=== Materials provided ===

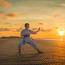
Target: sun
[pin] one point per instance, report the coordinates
(61, 32)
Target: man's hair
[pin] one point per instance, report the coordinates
(26, 24)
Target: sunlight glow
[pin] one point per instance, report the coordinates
(61, 32)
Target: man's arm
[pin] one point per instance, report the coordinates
(34, 32)
(38, 30)
(18, 29)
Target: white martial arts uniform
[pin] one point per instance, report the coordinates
(27, 39)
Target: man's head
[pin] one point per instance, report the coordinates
(27, 25)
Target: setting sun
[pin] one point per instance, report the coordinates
(61, 32)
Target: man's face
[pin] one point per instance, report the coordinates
(27, 26)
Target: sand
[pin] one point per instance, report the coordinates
(53, 52)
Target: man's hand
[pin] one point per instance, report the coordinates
(38, 29)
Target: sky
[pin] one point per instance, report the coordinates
(46, 14)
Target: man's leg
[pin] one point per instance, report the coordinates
(20, 45)
(35, 46)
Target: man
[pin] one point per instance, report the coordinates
(25, 33)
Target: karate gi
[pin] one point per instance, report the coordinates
(27, 39)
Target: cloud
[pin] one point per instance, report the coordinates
(58, 15)
(4, 29)
(7, 23)
(9, 16)
(12, 15)
(4, 3)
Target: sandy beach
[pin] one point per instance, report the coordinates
(53, 52)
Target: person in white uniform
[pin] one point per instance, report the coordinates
(25, 33)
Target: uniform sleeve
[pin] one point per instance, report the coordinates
(22, 33)
(32, 32)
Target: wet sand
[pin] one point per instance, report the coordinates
(53, 53)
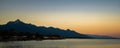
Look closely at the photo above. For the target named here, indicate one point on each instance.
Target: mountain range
(20, 26)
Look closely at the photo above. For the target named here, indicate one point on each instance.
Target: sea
(64, 43)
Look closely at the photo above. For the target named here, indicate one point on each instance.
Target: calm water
(68, 43)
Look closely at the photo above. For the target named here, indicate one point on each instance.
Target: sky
(99, 17)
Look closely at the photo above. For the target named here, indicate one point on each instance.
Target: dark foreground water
(67, 43)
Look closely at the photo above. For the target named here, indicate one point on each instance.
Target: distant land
(18, 30)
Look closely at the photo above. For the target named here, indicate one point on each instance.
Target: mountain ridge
(20, 26)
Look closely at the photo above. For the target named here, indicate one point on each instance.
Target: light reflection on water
(68, 43)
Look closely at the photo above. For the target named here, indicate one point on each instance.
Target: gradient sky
(101, 17)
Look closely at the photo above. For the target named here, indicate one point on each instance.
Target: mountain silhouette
(20, 26)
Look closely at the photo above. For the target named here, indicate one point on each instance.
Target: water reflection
(70, 43)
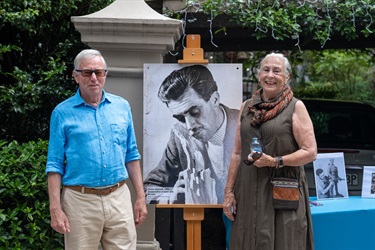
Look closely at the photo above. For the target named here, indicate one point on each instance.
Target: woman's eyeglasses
(88, 72)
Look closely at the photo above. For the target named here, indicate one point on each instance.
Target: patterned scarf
(265, 111)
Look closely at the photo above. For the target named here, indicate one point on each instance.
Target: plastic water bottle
(255, 148)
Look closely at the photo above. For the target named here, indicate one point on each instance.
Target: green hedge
(24, 206)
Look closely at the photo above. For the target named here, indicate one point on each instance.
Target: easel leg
(193, 217)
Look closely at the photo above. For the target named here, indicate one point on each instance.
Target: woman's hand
(264, 161)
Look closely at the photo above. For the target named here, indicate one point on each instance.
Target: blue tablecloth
(344, 224)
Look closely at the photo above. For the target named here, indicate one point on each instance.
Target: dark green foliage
(38, 43)
(24, 207)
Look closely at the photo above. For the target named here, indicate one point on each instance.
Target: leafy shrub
(24, 206)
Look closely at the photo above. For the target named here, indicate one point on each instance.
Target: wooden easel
(193, 213)
(193, 53)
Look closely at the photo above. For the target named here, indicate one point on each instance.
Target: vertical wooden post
(193, 53)
(193, 217)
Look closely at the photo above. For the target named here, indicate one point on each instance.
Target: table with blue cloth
(344, 224)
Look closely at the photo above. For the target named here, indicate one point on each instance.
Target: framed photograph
(368, 184)
(190, 112)
(330, 176)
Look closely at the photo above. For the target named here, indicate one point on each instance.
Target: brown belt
(97, 191)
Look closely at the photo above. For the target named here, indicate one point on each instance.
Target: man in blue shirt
(92, 151)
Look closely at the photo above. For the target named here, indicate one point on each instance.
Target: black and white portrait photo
(190, 117)
(330, 176)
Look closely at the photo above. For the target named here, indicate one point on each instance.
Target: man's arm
(59, 221)
(135, 175)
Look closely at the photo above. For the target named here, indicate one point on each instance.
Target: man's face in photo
(196, 114)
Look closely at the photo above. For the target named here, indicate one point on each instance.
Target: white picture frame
(158, 119)
(368, 184)
(330, 176)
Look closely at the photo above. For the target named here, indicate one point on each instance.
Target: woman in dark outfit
(285, 129)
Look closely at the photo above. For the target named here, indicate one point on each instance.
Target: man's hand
(59, 221)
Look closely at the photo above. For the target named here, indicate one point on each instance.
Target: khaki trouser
(98, 219)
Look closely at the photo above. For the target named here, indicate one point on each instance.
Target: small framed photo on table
(368, 184)
(330, 176)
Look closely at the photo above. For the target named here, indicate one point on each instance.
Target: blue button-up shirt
(89, 146)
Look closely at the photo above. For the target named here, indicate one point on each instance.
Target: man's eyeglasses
(88, 72)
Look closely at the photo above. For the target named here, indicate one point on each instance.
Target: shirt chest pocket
(119, 133)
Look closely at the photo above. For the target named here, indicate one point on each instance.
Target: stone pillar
(129, 33)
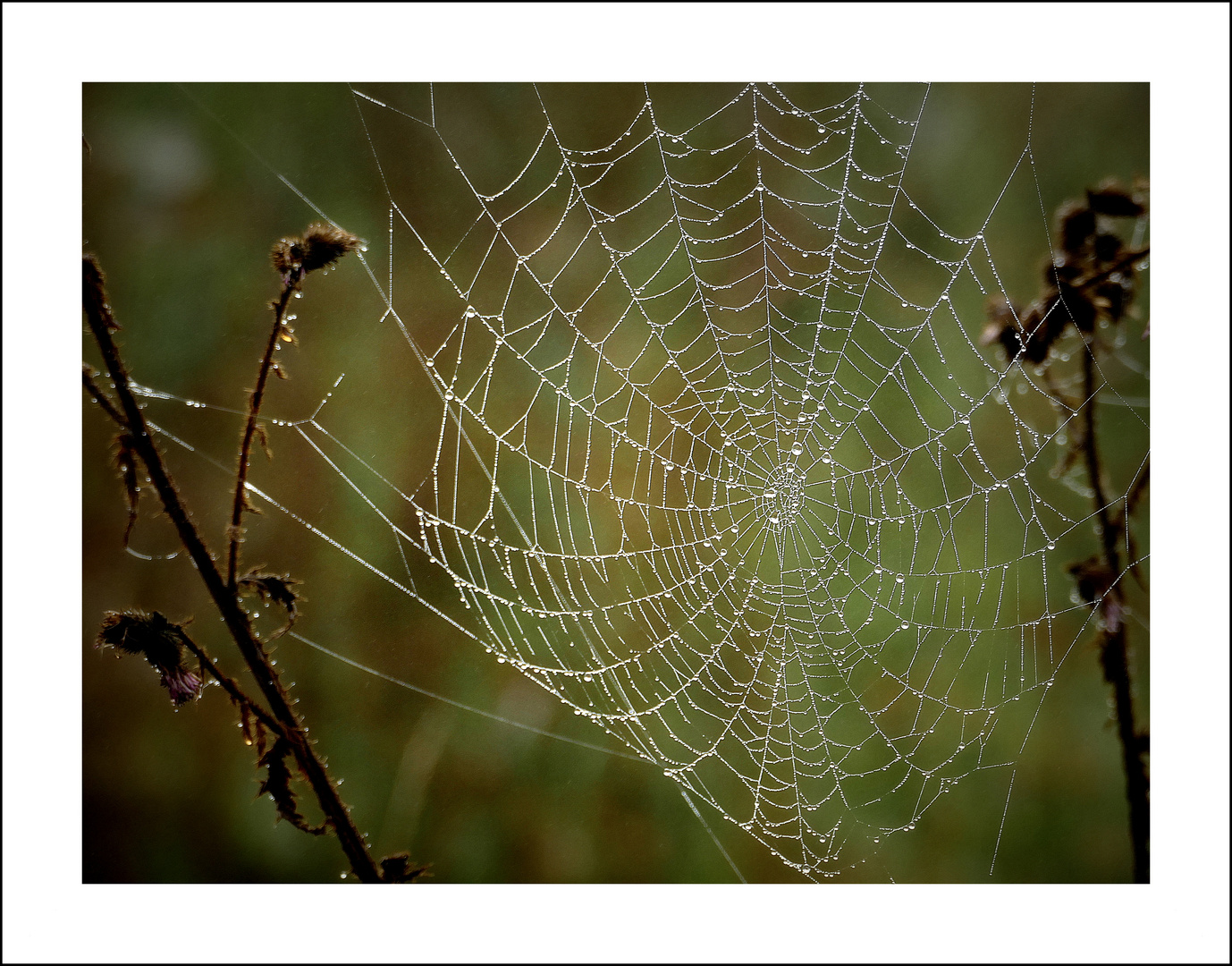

===

Could you give the listing again exactly as it stands, minus any pictures?

• [Answer area]
Target: sun
[pin] one point per instance, report the coordinates
(61, 32)
Target: man's hair
[pin] one point per instance, report the coordinates
(26, 24)
Target: sunlight glow
[pin] one point per instance, report the coordinates
(61, 32)
Target: man's arm
[pin] one point per instance, report the coordinates
(34, 32)
(38, 30)
(18, 29)
Target: white martial arts uniform
[pin] one point per instance, report the coordinates
(27, 39)
Target: man's head
[pin] one point per instance, report the coordinates
(27, 25)
Target: setting sun
[pin] one point per instance, report the coordinates
(61, 32)
Target: man's face
[pin] one point per instance, report the coordinates
(27, 26)
Target: sand
[pin] one point per instance, report the coordinates
(53, 52)
Target: man's hand
[pin] one point per instance, report the coordinates
(38, 29)
Target: sky
[pin] one point per instance, report the coordinates
(46, 14)
Target: man's leg
[pin] one point per instance, report the coordinates
(20, 45)
(35, 46)
Target: man
[pin] one point per instance, report the coordinates
(25, 33)
Target: karate gi
[pin] one point per instance, report the coordinates
(27, 39)
Target: cloud
[pin] one point per instance, report the coordinates
(58, 15)
(4, 29)
(7, 23)
(9, 16)
(12, 15)
(4, 3)
Target: sandy beach
[pin] one point per instance, report the coordinates
(53, 52)
Target: person in white uniform
[pin] one point per instance, report the coordinates
(25, 33)
Target: uniform sleeve
[pin] one point per instance, report the coordinates
(22, 33)
(32, 32)
Target: wet sand
[pin] one point per instance, report the coordinates
(53, 53)
Look closely at the photo above. For the target named here, indicate one point on each instance.
Target: mountain range
(20, 26)
Look closely at the photo above. For the target named here, indicate one point on each instance.
Target: sea
(64, 43)
Look closely at the photo above. For the target named here, indicate one point on each instance.
Target: calm water
(68, 43)
Look closely at the photo above. For the target named here, indicate one point on each instance.
Target: sky
(99, 17)
Look closely at the photo above. For the target named here, indicate one point on each instance.
Target: dark foreground water
(67, 43)
Look closely at the photo above. For the target named here, indicate one point on each instance.
Target: distant land
(18, 30)
Look closely at the photo above. For the target named here, indicate one point on each instance.
Target: mountain ridge
(20, 26)
Look closely at the photo above. For the target named here, indicate one point on each instance.
Target: light reflection on water
(68, 43)
Look closely at the photo above. For the target named here, indicate one point on each instance.
Target: gradient sky
(101, 17)
Look closely at the photo above. For the target named here, indicate one point on each instance.
Target: mountain silhouette
(20, 26)
Look closely at the photo above. For the target named here, indicate one point on each instance.
Target: water reflection
(70, 43)
Look closely at the photo above. For the target named here, indicate one point on each instance.
Target: woman's eyeglasses
(88, 72)
Look closely at the photo above. For the target named here, indicate one point on each instance.
Target: patterned scarf
(265, 111)
Look closely at the photo above. For the target named here, indicate one point on each instance.
Target: plastic water bottle
(255, 148)
Look closely at the photo above. For the target named here, indicate one point on each instance.
Target: green hedge
(24, 206)
Look closely at the photo above. For the target named here, indicate one point on each instance.
Target: easel leg
(193, 217)
Look closely at the photo above. For the target named here, indicate one point on each instance.
Target: woman's hand
(264, 161)
Look closely at the photo above. For the target named here, indicate one point on each instance.
Target: blue tablecloth
(344, 224)
Look closely at the photo above. For the target named here, indicate one point on each instance.
Target: dark green foliage
(38, 43)
(24, 207)
Look closely at the photo above. For the target named here, indicate one point on each instance.
Target: leafy shrub
(24, 206)
Look closely at the photo above. For the target named here, indicate one point on each instance.
Target: wooden easel
(193, 213)
(193, 53)
Look closely at the photo above. For the target named here, indicate one point on each instance.
Target: vertical wooden post
(193, 53)
(193, 217)
Look closely at the photo above. For the target named here, indicate one point on each instance.
Target: table with blue cloth
(344, 224)
Look closely at the photo above. For the target named here, indicate one point on each instance.
Target: framed photograph
(368, 184)
(190, 112)
(330, 176)
Look closely at the photo above. For the target named here, indicate one point on each instance.
Target: brown belt
(97, 191)
Look closely at the photo above. For the target named here, indicate one point on each instance.
Target: man in blue shirt
(92, 151)
Look closely at the photo above. For the target named here, indicate one point on each instance.
Target: black and white portrait photo
(190, 117)
(330, 176)
Look closely at the photo above. For the target named here, indicate one point on each instance.
Target: man's arm
(59, 221)
(135, 175)
Look closely at the photo above. For the target named here, indicate one point on each instance.
Target: man's face in photo
(196, 114)
Look closely at the photo above. For the target named here, indicate one point on each instance.
Target: white picture frame
(158, 119)
(368, 184)
(330, 176)
Look closely at the photo above. For the target named here, indicate one point on each instance.
Target: woman in dark outfit
(285, 129)
Look closely at the photo above. For the target named here, indicate one point on each instance.
Target: man's hand
(59, 221)
Look closely at the photo above. For the target named here, indicate one point on each instance.
Target: khaki trouser
(98, 219)
Look closely at the photo above. For the target named here, indicate one point on each instance.
Target: small framed photo on table
(368, 184)
(330, 176)
Look closely at the photo above. For the target named here, indicate one point on each instance.
Target: blue button-up shirt
(89, 146)
Look closely at the photo above. For the target named here, indicate one point on each instance.
Target: man's eyeglasses
(88, 72)
Look closely at the photo above. For the target named here, indicate one point on each instance.
Target: shirt chest pocket
(119, 133)
Look closely at the photo above. For the target named here, indicate one point on each instance.
Target: stone pillar
(129, 33)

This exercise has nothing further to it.